■ Text passage ■

━━━━

HOX transcript antisense RNA contributes to the progression of ESCC in vivo
The ability of HOTAIR to promote ESCC progression was examined using an in vivo tumour model. We generated KYSE180 ESCC cells with stable HOTAIR knockdown using a shRNA lentiviral knockdown system. More than 90% of KYSE180 cells expressed GFP at 72 h after lentiviral transduction, indicating that there was an efficient and stable transduction of the lentiviral vector (Supplementary Figure 1A). Quantitative real-time PCR was performed to confirm that there was an efficient depletion of HOTAIR expression. HOX transcript antisense RNA was expressed at a significantly lower level in KYSE180 cells transduced with the HOTAIR shRNA lentivirus than in cells transduced with the GFP lentivirus, indicating that the HOTAIR shRNA effectively decreased HOTAIR expression (Supplementary Figure 1B). To quantify the metastatic potential of the HOTAIR-knockdown cells in vivo, we performed tail vein injections and compared the rates of lung colonisation by the normal and HOTAIR-knockdown cells. Consistent with a previous study of HOTAIR in breast cancer (Gupta et al, 2010), the stable knockdown of HOTAIR in ESCC cells significantly suppressed their metastasis to the lung (Figure 4Aa). Haematoxylin-eosin staining of lung sections from mice injected with the HOTAIR-silenced cells confirmed that HOTAIR knockdown significantly inhibited the colonisation of cells in the lung (Figure 4Ab). The tumours formed by the HOTAIR-silenced cells were smaller both in size and weight than the tumours formed by the cells expressing the control shRNA vector (Figure 4Ba and Bb). Immunohistochemical analysis showed that tumours derived from the HOTAIR-silenced cells displayed a decreased microvascular density, a lower Ki67 proliferation index, and a higher percentage of TUNEL-positive apoptotic cells compared with the tumours derived from cells infected with the control shRNA vector (Figure 4C). Taken together, these results indicate that HOTAIR contributes to the progression of ESCC in vivo.
HOX transcript antisense RNA contributes to ESCC progression in vivo. (A) Lung metastasis assay using an intravenous cancer mouse model and histological analysis from nude mice injected via the lateral tail vein with KYSE180 cells with control siRNA or siRNAs against HOTAIR (a). Representative Haematoxylin-eosin (H&E) images in lung metastases are shown (b). (B) Representative images of tumour-bearing mice (left panel; a) and images of the tumours from all mice in each group (right panel; a). Tumour volumes were measured on the indicated days (left panel; b), and tumour weights were determined (right panel; b). (C) H&E and immunohistochemical staining demonstrated that suppression of HOTAIR inhibited the aggressive phenotype of ESCC cells in vivo, as indicated by the expression of Ki67-, TUNEL-, and CD31/PECAM1-positive cells. *P<0.05; **P<0.01.

━━━━

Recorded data
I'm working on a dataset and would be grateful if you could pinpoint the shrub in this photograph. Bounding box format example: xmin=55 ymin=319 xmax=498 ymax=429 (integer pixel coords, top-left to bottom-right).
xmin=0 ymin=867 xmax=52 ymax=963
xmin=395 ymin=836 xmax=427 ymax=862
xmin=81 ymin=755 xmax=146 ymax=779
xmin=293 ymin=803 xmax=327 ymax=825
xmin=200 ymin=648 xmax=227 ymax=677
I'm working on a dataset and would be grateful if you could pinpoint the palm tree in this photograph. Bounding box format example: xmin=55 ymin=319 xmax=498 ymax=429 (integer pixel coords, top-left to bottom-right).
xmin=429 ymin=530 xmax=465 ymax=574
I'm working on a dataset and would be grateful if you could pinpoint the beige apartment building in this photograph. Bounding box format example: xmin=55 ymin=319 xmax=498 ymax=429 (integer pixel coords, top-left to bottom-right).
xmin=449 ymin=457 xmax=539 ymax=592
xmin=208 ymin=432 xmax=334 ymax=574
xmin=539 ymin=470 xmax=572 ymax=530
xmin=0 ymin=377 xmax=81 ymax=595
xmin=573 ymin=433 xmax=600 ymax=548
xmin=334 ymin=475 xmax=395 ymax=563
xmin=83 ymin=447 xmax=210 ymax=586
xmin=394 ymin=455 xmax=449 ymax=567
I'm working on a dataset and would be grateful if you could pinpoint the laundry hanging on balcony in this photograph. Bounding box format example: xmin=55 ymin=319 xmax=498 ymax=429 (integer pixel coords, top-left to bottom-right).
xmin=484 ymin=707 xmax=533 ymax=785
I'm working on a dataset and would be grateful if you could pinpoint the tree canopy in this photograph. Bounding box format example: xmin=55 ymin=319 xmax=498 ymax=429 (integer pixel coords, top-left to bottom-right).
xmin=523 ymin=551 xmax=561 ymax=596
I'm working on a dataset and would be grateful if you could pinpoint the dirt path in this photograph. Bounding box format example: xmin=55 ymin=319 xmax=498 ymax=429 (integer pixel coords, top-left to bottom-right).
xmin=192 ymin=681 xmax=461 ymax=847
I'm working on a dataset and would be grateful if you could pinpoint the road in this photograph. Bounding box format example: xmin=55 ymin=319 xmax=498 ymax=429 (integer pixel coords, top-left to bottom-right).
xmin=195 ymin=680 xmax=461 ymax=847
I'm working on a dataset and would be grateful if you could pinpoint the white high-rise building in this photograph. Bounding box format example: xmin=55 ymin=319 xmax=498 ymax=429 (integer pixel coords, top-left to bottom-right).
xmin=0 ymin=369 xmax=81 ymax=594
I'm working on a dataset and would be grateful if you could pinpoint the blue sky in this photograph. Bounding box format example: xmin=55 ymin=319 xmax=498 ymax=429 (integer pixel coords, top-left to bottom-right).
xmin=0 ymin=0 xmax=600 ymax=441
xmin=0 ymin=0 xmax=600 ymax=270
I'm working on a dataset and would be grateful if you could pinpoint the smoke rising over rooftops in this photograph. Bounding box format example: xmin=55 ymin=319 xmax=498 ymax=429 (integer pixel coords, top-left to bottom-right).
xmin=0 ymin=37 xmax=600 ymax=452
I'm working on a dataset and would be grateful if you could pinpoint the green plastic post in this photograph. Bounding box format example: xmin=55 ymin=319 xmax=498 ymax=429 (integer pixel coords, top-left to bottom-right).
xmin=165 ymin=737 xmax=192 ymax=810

━━━━

■ Work to complete ■
A: Quote the passage on HOTAIR in ESCC word for word, starting with "HOX transcript antisense RNA contributes to ESCC" and going on through "cells. *P<0.05; **P<0.01.".
B: Decide whether each statement agrees with the passage on HOTAIR in ESCC, answering yes or no and quoting the deciding words: (i) More than 90% of KYSE180 cells expressed GFP at 72 h after lentiviral transduction. (ii) Tumours formed by the HOTAIR-silenced cells were larger than those formed by the control cells. (iii) Tumours derived from the HOTAIR-silenced cells showed a higher Ki67 proliferation index.

■ Expected responses ■
A:
HOX transcript antisense RNA contributes to ESCC progression in vivo. (A) Lung metastasis assay using an intravenous cancer mouse model and histological analysis from nude mice injected via the lateral tail vein with KYSE180 cells with control siRNA or siRNAs against HOTAIR (a). Representative Haematoxylin-eosin (H&E) images in lung metastases are shown (b). (B) Representative images of tumour-bearing mice (left panel; a) and images of the tumours from all mice in each group (right panel; a). Tumour volumes were measured on the indicated days (left panel; b), and tumour weights were determined (right panel; b). (C) H&E and immunohistochemical staining demonstrated that suppression of HOTAIR inhibited the aggressive phenotype of ESCC cells in vivo, as indicated by the expression of Ki67-, TUNEL-, and CD31/PECAM1-positive cells. *P<0.05; **P<0.01.

B:
(i) Yes: "More than 90% of KYSE180 cells expressed GFP at 72 h after lentiviral transduction"
(ii) No: "The tumours formed by the HOTAIR-silenced cells were smaller both in size and weight than the tumours formed by the cells expressing the control shRNA vector"
(iii) No: "a lower Ki67 proliferation index"